Start of Block
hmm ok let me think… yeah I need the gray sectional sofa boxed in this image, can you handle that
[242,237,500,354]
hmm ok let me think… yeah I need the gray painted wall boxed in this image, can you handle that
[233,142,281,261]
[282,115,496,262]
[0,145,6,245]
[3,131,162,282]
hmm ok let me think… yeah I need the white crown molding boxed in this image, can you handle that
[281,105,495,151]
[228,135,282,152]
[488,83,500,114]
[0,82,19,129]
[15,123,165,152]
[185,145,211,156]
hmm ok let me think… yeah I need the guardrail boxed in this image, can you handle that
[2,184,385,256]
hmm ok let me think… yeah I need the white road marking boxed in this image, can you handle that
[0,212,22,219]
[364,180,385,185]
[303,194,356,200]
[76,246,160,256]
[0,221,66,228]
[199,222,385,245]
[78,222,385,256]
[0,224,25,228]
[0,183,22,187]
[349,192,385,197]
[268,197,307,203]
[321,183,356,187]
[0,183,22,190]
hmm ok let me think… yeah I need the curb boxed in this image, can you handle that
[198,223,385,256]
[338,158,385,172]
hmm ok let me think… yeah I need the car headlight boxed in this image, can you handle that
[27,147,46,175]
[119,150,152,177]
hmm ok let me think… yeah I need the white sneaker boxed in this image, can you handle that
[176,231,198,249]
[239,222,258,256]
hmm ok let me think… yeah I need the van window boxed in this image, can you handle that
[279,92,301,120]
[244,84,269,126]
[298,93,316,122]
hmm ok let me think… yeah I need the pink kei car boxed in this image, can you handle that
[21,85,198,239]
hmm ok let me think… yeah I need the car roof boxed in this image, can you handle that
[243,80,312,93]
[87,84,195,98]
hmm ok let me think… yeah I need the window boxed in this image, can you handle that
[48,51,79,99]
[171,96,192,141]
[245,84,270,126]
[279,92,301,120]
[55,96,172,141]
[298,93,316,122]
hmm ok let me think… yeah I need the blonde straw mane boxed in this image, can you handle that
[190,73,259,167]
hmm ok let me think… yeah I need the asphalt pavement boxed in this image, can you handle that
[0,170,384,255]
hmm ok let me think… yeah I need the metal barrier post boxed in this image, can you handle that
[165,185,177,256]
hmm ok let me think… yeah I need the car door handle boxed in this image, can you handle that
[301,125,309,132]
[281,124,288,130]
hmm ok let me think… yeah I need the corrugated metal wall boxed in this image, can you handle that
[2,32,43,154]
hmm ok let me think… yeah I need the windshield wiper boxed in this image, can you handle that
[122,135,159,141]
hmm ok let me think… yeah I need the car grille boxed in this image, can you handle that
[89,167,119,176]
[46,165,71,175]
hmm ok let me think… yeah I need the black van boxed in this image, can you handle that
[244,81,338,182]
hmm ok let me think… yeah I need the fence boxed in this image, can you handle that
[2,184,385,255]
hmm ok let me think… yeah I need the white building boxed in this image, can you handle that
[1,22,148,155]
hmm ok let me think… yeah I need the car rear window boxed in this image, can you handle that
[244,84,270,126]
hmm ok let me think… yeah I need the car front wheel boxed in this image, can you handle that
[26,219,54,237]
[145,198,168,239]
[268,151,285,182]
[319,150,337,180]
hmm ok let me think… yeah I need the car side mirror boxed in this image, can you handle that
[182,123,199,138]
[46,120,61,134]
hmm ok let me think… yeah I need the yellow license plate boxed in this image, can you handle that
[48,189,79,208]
End of Block
→ Work to complete: The data above should be reproduced in full, word for word.

→ Output for this exercise:
hmm ok let me think… yeah I need the gray sectional sofa boxed in this image, can you handle that
[242,237,500,354]
hmm ok let me think… yeah I need the gray painted wall boxed in this image, can you handle that
[233,142,281,261]
[282,115,496,262]
[0,145,6,245]
[3,131,162,282]
hmm ok let me think… yeah I need the white crown molding boxed in this image, can you handle that
[281,105,495,151]
[228,135,282,152]
[488,83,500,114]
[0,82,19,129]
[15,123,165,152]
[185,145,211,156]
hmm ok let me think… yeah I need the guardrail boxed in this image, can you handle that
[2,184,385,256]
hmm ok let me think… yeah I need the white road marking boxed in this image, can you handle that
[0,212,22,219]
[364,180,385,185]
[303,194,356,200]
[76,246,160,256]
[0,221,66,228]
[199,222,385,245]
[78,222,385,256]
[0,224,25,228]
[0,183,22,187]
[349,192,385,197]
[268,197,307,203]
[321,183,356,187]
[0,183,22,190]
hmm ok let me think… yeah I need the curb boxed in this image, can you handle that
[198,223,385,256]
[338,158,385,172]
hmm ok let me think… yeah I need the car headlight boxed in this image, can you handle that
[27,147,46,175]
[119,150,152,177]
hmm ok let me think… yeah I need the white sneaker boxed in this image, can you handle that
[176,231,198,249]
[239,222,258,256]
hmm ok let me think… yeah I need the van window boxed in this image, can you handle that
[279,92,301,120]
[244,84,269,126]
[298,93,316,122]
hmm ok let me think… yeah I need the pink kei car boxed in this image, can you handle that
[21,85,198,239]
hmm ok let me think… yeah I need the car roof boxed in this image, can you handle that
[243,80,312,93]
[87,84,195,98]
hmm ok let me think… yeah I need the window boxed in this image, can you handle that
[48,51,79,99]
[171,96,192,141]
[245,84,270,126]
[279,92,301,120]
[55,96,172,141]
[298,93,316,122]
hmm ok let me think… yeah I need the blonde straw mane boxed in this image, can you handle that
[190,73,259,167]
hmm ok let me think… yeah I need the asphalt pavement boxed in this image, can you handle that
[0,170,384,255]
hmm ok let me think… yeah I need the metal barrier post boxed in this image, can you handle that
[165,185,177,256]
hmm ok let me think… yeah I need the car door handle boxed in this image, can you handle that
[301,125,309,132]
[281,124,288,130]
hmm ok let me think… yeah I need the corrugated metal wall boxed in this image, can you handle that
[2,32,43,154]
hmm ok let me think… yeah I need the windshield wiper boxed in this image, can you handle that
[122,135,159,141]
hmm ok let me think… yeah I need the car grille boxed in this image, can you handle that
[89,167,119,176]
[46,165,71,175]
hmm ok let me think… yeah I need the black van boxed in this image, can you handle that
[244,81,338,182]
hmm ok let me think… yeah I need the fence boxed in this image, can you handle that
[2,184,385,255]
hmm ok let me think… yeah I need the white building boxed in this image, can you handle that
[1,22,148,155]
hmm ok let me think… yeah I need the car rear window boxed in this image, can you handle that
[244,84,270,126]
hmm ok let me think… yeah I need the car front wheel boxed in this image, can you handle that
[26,219,54,237]
[145,198,168,239]
[268,151,285,182]
[319,150,337,180]
hmm ok let me think… yeah I need the car side mirror boxed in this image, can you handle that
[182,123,199,138]
[46,120,61,134]
hmm ok let me think… yeah I need the yellow license plate boxed in this image, can you handle that
[48,189,79,208]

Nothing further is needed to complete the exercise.